Enunciado » Reproduce sin cambios el pasaje del texto sobre la mediación editorial en la traducción que comienza en "Su concepto de" y termina en "paráfrasis de aquél.".

Su concepto de que “la tendencia general es restar importancia al contexto editorial” (p. 14) ha inspirado mi artículo. Éste podría considerarse, sin falsa modestia, como una mera paráfrasis de aquél.


Notas
(1) Para el tema de la mediación editorial, ver Alvstad (2005), que por otra parte comento más detalladamente al final del artículo. Por ejemplo: “Los mediadores toman continuamente decisiones en el proceso de traducción” (p. 110); “Considerar la traducción como mediación editorial significa concebirla como el resultado de trabajo de una serie de mediadores editoriales y no de un solo traductor” (p. 184). Etcétera.
(2) Cuando aparece alguna referencia a esa instancia, es para ser denigrada, no siempre sin razón. Por ejemplo, veamos un ejemplo típicamente plañidero, de Milan Kundera (1995): “Muchas veces me enfurecí con las traducciones traicioneras sin dar a entender más claramente que los responsables no son necesariamente los traductores. Hace poco leí: ‘A veces, los escritores extranjeros reprochan a sus traductores franceses que edulcoran la expresión —y por ende también el contenido— de sus obras. Esos escritores deben saber que las edulcoraciones no son necesariamente obra de los traductores: a veces son impuestas por las editoriales.’ Fue Pierre Blanchaud quien escribió estas palabras en un notable artículo publicado en el último número de la revista L’Atelier du roman. Cuenta también allí la historia tan increíble como común de su traducción de Kleist. El editor, que exigía un texto elegante, ‘bien escrito’, fácilmente legible, impuso modificaciones que el traductor, fiel al estilo extraño, áspero de su autor, se negó a aceptar. Hubo juicios, enredos, humillaciones (para el traductor, naturalmente, porque en la pareja traductor-editor el débil es él) y, al final, una nueva edición de Kleist (hecha por otro) que es tan legible como lamentable, lo que Blanchaud demuestra con ejemplos en la mano. Y resume así la situación que, doy fe, es cada vez más frecuente en todas partes del mundo: ‘Cuando [el traductor] entrega el manuscrito le dicen que las ‘torpezas’ halladas en su texto exigen una intervención minuciosa del revisor (elegido por el editor)... Lo que tienen en común todas esas revisiones es que hacen decir cualquier cosa a los autores traducidos... Si sus frases son largas, se recortan; y se alargan si son cortas. Se adornan inútilmente las cópulas pero se eliminan las repeticiones significativas... ¿Cuáles son las razones de esta censura, de esta reescritura salvaje?... La sumisión total a cierto estilo con gancho, a una escritura de supermercado, que es [para el editor] la única capaz de vender el libro.’”

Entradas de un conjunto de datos

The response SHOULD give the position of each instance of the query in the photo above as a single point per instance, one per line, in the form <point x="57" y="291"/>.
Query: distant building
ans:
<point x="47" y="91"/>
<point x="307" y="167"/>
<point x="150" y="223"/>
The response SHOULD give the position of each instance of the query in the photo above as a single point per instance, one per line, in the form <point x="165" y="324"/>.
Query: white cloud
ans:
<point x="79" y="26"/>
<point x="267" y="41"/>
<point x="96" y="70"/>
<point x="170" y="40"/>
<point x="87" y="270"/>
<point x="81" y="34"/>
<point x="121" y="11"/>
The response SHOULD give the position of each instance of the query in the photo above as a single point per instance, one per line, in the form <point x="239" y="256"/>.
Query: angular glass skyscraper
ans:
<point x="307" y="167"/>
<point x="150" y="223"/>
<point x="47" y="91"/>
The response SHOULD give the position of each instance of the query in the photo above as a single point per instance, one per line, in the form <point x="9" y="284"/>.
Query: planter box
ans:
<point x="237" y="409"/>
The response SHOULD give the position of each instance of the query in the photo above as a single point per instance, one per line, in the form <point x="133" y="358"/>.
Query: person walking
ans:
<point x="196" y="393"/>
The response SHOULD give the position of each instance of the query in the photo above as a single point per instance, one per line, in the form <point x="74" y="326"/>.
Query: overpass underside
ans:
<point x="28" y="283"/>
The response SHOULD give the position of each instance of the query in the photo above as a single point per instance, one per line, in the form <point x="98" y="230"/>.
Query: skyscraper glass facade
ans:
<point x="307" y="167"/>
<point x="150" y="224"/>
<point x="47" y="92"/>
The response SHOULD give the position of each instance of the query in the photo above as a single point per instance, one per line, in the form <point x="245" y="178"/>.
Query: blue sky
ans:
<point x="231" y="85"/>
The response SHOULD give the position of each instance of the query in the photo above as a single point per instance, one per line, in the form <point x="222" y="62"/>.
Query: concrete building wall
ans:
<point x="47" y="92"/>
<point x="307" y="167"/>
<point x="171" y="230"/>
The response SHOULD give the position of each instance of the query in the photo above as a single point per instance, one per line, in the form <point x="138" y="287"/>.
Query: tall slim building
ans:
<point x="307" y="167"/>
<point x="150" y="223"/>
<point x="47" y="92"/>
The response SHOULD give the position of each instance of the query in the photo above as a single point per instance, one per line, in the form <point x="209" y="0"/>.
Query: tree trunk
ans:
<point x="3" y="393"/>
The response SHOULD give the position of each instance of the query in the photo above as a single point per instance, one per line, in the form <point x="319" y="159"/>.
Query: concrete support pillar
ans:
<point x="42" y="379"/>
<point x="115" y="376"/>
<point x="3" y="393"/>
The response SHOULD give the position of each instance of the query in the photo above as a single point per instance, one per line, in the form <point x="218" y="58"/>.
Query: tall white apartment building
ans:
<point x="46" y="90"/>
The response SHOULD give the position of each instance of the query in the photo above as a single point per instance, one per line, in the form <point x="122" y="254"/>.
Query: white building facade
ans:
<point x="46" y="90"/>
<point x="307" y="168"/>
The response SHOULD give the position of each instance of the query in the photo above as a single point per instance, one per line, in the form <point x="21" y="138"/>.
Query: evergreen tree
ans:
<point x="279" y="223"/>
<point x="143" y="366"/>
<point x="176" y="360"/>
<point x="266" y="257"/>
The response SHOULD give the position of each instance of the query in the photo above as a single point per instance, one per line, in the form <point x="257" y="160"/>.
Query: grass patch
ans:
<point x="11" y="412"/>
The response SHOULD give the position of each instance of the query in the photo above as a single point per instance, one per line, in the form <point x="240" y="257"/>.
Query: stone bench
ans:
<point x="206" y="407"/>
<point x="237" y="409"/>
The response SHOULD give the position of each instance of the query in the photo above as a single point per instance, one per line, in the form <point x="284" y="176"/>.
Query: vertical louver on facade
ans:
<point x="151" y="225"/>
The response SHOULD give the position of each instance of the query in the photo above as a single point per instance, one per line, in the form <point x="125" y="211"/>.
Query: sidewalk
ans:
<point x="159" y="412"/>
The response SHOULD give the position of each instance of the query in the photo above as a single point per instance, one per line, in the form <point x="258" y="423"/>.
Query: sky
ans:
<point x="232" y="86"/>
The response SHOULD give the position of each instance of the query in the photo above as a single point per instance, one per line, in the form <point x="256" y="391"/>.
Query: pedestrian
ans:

---

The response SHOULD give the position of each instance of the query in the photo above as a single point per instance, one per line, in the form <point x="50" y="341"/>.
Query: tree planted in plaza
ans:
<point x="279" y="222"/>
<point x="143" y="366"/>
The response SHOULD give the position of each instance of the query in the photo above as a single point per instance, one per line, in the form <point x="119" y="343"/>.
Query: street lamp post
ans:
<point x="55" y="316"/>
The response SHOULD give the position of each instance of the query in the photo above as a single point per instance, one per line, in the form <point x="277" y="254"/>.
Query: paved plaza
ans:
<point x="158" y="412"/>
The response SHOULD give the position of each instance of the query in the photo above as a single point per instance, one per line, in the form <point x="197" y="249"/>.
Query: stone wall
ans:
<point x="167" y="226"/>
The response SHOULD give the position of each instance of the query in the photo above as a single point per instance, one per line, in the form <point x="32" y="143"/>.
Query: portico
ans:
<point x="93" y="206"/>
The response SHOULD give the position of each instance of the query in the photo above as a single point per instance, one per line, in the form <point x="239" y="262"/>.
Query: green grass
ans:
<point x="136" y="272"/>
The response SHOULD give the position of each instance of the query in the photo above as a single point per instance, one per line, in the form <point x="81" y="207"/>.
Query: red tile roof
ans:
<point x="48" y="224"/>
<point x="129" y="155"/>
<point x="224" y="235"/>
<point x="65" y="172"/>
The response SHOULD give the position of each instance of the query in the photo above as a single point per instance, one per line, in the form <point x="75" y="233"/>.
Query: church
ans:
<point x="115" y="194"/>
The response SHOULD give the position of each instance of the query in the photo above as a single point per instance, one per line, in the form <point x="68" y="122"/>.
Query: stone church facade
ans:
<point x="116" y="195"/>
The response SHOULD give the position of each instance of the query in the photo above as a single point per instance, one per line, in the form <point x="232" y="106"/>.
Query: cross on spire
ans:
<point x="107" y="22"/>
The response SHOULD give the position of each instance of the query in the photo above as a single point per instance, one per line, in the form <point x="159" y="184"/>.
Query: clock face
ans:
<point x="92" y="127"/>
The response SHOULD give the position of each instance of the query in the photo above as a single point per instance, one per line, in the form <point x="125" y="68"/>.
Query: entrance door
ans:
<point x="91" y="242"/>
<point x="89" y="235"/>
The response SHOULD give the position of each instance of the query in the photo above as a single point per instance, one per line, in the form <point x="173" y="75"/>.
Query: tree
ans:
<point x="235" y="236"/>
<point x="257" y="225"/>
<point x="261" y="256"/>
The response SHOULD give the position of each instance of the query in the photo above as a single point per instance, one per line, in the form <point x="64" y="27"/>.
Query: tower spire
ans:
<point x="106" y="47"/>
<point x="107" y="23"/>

Respuesta al ejercicio »
Su concepto de que “la tendencia general es restar importancia al contexto editorial” (p. 14) ha inspirado mi artículo. Éste podría considerarse, sin falsa modestia, como una mera paráfrasis de aquél.